== TO DO ==
Here are some records; return them all exactly.

Object pointing dataset rows
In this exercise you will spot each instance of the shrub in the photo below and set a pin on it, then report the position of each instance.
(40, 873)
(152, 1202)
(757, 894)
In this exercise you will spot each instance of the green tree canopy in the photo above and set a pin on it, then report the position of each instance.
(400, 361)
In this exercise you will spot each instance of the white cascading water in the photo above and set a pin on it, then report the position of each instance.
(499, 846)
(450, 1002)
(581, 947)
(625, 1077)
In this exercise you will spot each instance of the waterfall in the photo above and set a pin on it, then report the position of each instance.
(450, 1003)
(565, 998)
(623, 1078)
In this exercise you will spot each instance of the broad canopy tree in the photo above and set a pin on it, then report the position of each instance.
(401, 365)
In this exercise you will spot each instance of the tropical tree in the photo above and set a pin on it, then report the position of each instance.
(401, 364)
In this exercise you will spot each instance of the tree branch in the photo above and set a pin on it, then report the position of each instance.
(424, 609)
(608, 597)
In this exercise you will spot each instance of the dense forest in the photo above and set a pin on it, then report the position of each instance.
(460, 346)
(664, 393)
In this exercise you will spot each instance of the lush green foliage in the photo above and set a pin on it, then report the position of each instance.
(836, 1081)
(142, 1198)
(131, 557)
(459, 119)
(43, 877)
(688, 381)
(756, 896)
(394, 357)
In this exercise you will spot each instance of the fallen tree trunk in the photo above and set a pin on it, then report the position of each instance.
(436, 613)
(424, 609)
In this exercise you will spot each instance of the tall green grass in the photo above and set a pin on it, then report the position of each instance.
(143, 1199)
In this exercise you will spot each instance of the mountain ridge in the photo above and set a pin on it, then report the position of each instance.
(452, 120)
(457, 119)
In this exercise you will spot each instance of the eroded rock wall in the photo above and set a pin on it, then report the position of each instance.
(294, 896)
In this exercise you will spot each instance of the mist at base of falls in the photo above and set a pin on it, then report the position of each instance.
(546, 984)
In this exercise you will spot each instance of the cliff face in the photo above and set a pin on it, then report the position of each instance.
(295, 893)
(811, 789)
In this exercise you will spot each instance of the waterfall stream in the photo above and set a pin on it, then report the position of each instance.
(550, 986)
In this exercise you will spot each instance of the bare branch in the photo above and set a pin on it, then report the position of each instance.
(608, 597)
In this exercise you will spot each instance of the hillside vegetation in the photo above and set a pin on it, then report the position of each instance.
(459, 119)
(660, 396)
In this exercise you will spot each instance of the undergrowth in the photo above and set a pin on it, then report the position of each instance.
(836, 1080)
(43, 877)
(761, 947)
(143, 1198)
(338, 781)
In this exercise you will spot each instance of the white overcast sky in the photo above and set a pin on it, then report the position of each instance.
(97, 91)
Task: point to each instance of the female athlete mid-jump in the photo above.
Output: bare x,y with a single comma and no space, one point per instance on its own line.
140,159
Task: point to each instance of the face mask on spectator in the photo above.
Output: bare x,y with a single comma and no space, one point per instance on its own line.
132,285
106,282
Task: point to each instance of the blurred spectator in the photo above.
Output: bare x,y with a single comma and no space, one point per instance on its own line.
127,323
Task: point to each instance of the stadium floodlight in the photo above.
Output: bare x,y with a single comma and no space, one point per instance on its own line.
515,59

== ANSWER FOR THE TASK ==
In this exercise you will spot each instance of the shrub in the photo below and set a pin on it, then report the position of each instance.
(40, 873)
(152, 1202)
(757, 894)
In this exercise you will spot each instance of the green tree canopy in the photo above and set a pin on it, then report the position of each instance.
(400, 361)
In this exercise you will spot each instance of the white cascading water in the photo above and set a pin on it, then report the position of each instance.
(499, 846)
(450, 1002)
(581, 947)
(625, 1077)
In this exercise you will spot each instance of the waterfall in the photo above and set a pin on it, then report the position of each instance.
(450, 1003)
(565, 998)
(623, 1078)
In this exercise you will spot each instance of the broad canopy tree in the photo above and set a pin on it, then report the position of each instance.
(401, 365)
In this exercise you will spot each instance of the tropical tree in the photo above and set a pin on it, then report the position of each instance.
(401, 364)
In this exercise you will spot each instance of the tree branch in the photo above and set a pin on it, then report the position of each instance.
(424, 609)
(608, 597)
In this exercise you will spot each instance of the dense forest in the photo above and set a pin on it, then report the position of each instance.
(460, 346)
(664, 393)
In this exercise you will spot each instance of the lush green foliage in the photo above and set a pin on it, then report the position of each instance.
(836, 1081)
(142, 1198)
(131, 557)
(459, 119)
(43, 877)
(688, 381)
(756, 896)
(394, 357)
In this exercise you will spot each instance of the fallen tree trunk in the photo above and set a pin on it, then report the position of each instance.
(436, 613)
(424, 609)
In this exercise you will spot each instance of the tall green grass in the photo above and set a pin on it, then report the position of each instance.
(143, 1199)
In this exercise you will spot each instance of the mountain ridge in the photo above and set a pin on it, then report the position of each instance.
(452, 120)
(457, 119)
In this exercise you will spot each instance of the eroded rock wall in the photo above and set a pin on it, then report the position of each instance.
(294, 896)
In this exercise you will spot each instance of the mist at base of falls in the photo above and set a pin on it, then report the position of each instance.
(546, 984)
In this exercise you will spot each instance of the cliff face in the photo above and set a pin on it, then report the position of each instance.
(295, 893)
(811, 789)
In this exercise you will spot each instance of the waterfall stream in the photo above and set a pin on it, then report the position of each instance.
(550, 986)
In this exercise you will spot each instance of the bare branch in the photo above and set a pin on it, then report the position of each instance.
(608, 597)
In this exercise you will spot each instance of the hillside vegetation in the photo above and set a pin on it, then report the position of each instance.
(459, 119)
(660, 396)
In this exercise you will spot each instance of the undergrowth in the photo above and set a pin on it, then report the position of each instance.
(836, 1080)
(43, 877)
(761, 947)
(143, 1198)
(338, 781)
In this exercise you will spot each instance of the white overcast sky in the photo above and set a pin on it, then report the position of each instance.
(97, 91)
Task: point to each instance of the female athlete mid-jump in the photo above.
Output: bare x,y with a single comma and no space, one point per instance on its own line.
140,159
Task: point to each instance of the face mask on spectator in the photo above.
Output: bare x,y with a single comma and no space, one point per instance on its own line.
132,285
106,282
Task: point to each instance of the blurred spectator in the photo above.
Output: bare x,y with a single comma and no space, one point per instance on its own line.
127,323
Task: point to each instance of the stadium floodlight in the photo above.
Output: bare x,y with a single comma and no space, one point per instance on its own line.
515,59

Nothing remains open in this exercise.